== Objective ==
Rewrite the lines from the one containing "Q: Identify a point on each instance of the bush" up to and including the one containing "[(89, 200)]", replacing "Identify" with "Mark" and leaving everything else unchanged.

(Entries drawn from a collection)
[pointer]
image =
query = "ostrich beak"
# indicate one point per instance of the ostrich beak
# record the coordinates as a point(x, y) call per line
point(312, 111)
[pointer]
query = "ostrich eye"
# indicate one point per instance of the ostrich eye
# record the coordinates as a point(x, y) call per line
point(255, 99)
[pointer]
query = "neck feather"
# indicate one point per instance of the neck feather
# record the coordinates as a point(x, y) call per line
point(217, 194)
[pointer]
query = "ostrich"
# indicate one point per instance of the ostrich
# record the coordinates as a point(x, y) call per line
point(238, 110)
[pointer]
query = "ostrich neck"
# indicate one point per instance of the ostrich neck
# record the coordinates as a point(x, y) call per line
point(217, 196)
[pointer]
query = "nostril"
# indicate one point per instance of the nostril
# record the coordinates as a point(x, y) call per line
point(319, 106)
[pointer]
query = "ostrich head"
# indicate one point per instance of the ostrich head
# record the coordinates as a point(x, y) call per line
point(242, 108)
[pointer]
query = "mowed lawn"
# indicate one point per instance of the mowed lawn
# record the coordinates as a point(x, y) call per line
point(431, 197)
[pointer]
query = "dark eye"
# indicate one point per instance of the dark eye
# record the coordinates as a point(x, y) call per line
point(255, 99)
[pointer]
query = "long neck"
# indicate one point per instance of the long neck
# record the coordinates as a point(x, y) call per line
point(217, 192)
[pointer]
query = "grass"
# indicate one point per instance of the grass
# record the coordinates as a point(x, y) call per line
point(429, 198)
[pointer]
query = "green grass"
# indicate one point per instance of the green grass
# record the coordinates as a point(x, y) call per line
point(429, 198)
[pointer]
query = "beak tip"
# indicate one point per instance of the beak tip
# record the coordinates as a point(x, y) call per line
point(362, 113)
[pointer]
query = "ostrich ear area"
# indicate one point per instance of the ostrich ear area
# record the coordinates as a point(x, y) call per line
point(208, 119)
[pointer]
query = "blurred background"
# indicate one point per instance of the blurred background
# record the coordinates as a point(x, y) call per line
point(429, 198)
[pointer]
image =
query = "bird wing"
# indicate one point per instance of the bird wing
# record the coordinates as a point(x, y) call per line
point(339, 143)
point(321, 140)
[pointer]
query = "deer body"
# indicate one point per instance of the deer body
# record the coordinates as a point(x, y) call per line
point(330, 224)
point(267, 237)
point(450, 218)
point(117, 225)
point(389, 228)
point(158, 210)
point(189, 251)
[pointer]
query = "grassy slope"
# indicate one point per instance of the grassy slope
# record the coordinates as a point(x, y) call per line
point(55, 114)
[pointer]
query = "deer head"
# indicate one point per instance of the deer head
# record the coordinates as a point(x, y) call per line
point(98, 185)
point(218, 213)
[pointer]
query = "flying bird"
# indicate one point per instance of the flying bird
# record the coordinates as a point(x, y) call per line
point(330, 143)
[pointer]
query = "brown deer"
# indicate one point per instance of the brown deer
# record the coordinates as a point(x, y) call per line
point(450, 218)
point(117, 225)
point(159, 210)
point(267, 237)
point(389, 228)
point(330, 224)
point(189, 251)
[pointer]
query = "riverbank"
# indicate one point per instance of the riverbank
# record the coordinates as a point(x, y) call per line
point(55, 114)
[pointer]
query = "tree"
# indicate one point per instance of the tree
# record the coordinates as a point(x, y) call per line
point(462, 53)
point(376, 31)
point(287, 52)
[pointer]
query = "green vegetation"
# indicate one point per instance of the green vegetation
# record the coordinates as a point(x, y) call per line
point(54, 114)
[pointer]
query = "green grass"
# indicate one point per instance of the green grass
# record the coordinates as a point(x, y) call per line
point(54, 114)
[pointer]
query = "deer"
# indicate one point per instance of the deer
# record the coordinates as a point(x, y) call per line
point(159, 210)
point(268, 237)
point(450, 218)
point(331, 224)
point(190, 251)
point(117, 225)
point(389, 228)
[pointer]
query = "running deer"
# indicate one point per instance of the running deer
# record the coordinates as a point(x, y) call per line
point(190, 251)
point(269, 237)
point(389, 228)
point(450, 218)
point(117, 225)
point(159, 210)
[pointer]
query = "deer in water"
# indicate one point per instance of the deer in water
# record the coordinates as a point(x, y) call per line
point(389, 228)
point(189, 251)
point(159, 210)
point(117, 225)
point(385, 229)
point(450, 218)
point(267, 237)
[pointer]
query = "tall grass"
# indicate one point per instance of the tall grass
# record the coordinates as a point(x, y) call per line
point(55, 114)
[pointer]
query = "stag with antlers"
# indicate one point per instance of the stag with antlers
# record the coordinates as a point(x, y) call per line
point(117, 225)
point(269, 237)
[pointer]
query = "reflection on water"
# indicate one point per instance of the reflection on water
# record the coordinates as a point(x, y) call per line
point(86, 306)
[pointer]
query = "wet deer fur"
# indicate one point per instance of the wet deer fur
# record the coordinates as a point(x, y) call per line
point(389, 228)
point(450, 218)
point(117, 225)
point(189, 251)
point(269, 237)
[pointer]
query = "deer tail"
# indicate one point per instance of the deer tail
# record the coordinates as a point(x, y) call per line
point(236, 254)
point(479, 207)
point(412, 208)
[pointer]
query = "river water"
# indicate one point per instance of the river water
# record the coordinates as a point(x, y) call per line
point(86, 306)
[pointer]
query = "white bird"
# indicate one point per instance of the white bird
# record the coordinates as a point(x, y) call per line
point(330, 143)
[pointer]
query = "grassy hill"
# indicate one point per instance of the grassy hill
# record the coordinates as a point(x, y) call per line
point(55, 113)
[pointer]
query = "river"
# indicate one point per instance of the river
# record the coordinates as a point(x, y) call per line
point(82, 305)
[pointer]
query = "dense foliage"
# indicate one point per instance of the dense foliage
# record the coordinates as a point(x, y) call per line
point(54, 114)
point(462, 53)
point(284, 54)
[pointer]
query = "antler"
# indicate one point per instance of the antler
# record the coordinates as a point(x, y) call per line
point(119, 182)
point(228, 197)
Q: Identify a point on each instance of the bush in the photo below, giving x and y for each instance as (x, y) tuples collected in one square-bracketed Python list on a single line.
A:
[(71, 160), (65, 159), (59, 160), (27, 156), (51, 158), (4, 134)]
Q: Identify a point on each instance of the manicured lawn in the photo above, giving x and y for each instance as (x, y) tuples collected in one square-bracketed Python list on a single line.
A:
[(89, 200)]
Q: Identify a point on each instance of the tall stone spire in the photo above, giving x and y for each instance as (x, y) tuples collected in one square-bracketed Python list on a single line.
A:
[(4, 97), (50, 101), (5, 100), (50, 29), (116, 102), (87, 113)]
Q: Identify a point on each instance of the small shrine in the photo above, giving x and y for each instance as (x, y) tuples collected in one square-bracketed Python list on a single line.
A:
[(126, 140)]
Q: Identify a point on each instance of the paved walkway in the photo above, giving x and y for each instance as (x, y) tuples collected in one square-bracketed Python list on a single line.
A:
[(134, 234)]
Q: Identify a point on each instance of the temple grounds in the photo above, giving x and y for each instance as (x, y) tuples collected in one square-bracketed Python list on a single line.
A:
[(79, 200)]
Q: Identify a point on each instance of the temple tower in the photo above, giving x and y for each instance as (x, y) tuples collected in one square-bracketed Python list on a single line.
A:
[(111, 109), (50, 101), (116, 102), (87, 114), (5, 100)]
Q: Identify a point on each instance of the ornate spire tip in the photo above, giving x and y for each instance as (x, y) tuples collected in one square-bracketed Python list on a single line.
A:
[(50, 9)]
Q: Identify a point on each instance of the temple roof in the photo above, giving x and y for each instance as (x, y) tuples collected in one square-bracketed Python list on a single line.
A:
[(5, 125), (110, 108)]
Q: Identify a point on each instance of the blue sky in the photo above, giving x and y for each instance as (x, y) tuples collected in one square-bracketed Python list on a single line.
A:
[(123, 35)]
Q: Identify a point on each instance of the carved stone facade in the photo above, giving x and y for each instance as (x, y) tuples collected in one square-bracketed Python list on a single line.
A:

== Result ==
Q: Mark a point on each instance of the bush in the photo below, giving x and y for each instance as (x, y) tuples collected in one square-bracketed Python list on a single line.
A:
[(71, 160), (65, 159), (59, 160), (27, 156), (51, 158), (4, 134)]
Q: Mark a point on each instance of the manicured lawn in the photo above, giving x and y for each instance as (x, y) tuples collected in one square-bracketed Python list on a single line.
A:
[(89, 200)]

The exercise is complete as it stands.